Tantos eran sus volúmenes que formaba una superficie pareja con ellos, les superponía una alfombra y dormía sobre ellos. Otra veces, se acostaba sobre un lecho verdadero pero dormía rodeado de libros. Y así como dormía con ellos, también comía porque no podía separarse de sus amados libros.
Es así que dejaba entre “las páginas como señaladores fetas de salame”.
Por su parte, el bibliófilo belga del Seiscentos Karel van Hulten, tenía tantos libros que se abrigaba los pies con ellos. La curiosidad en este caso es que no todos le daban el mismo abrigo. El especialmente apto para calentarle los pies en las noches más frías era el gran volumen de Caspar Barleus había dedicado a la expedición de Mauricio de Nassau al Brasil en 1637-1644.
Es cierto que conseguir hoy ese libro puede resultar no sólo difícil, sino también muy costoso, pero, dado el precio de la energía en la Argentina, quizá resulte menos oneroso que caldear el ambiente utilizando electricidad o gas. Por las dudas, sería conveniente probar con libros más económicos. Una mala novela puede no satisfacer nuestra pasión por la ficción, pero quizá pueda calentarnos adecuadamente los pies por la noche.
Libros y desajuste intestinal: la bibliorrea
Pasando las diversas entradas agrupadas bajo la primera letra del abecedario, como resulta obvio, se llega a la segunda. Así en una entrada de la letra B puede leerse Bibliorrea.
Esta patología, según el autor, por las diferentes formas en que se manifiesta, es muy compleja. Se refiere más a quienes escriben libros que a quienes los acumulan, aunque se supone que, un escritor es, en primera instancia, un lector compulsivo.
“En su acepción primaria, la bibliorrea es la enfermedad que sufren aquellos escritores que para expresar un simple pensamiento usan al menos tres páginas, Proust a la cabeza, pero lo siguen Balzac y Dickens por callar de algunos torrenciales contemporáneos. Trátase entonces del deslizamiento incontinente de las páginas a modo de la diarrea”.
Y el autor agrega aún una patología más grave referida a los libros: “Hay que registrar que en medicina se clasifica también la gonorrea (flujo purulentos de los canales sexuales por relación infeccionsa) y, en efecto, existe una forma esporádica de la bibliorrea que se corre el riesgo de sufrir practicando una bibliocópula no protegida con páginas contaminadas”.
Según concluye Castronuovo ha habido casos graves relacionados con infecciones causadas por los libros. “Parece que en el enorme vientre de un gran cementerio nacional –confluye en Bibliorrea- se puede leer una lápida con este epígrafe: `L.B., 1880-1927. Nació bibliófilo, devino bibliófago, expiró bibliorroico’. La noticia no está confirmado, pero el caso es ciertamente singular”.

* **INFORMACIÓN PROPORCIONADA**:
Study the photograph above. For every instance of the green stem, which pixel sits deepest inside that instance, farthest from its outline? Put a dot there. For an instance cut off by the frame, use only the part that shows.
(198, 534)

* **INSTRUCCIONES DE TRABAJO**:
A. Según el fragmento seleccionado, ¿qué escritores figuran en la definición citada de la bibliorrea en su acepción primaria?
B. Transcribe del fragmento seleccionado la parte que comienza con las palabras que contienen "Esta patología, según" y termina con "un lector compulsivo.".

* **RESPUESTAS DEL EJERCICIO**:
A. Proust, Balzac y Dickens.

B.
Esta patología, según el autor, por las diferentes formas en que se manifiesta, es muy compleja. Se refiere más a quienes escriben libros que a quienes los acumulan, aunque se supone que, un escritor es, en primera instancia, un lector compulsivo.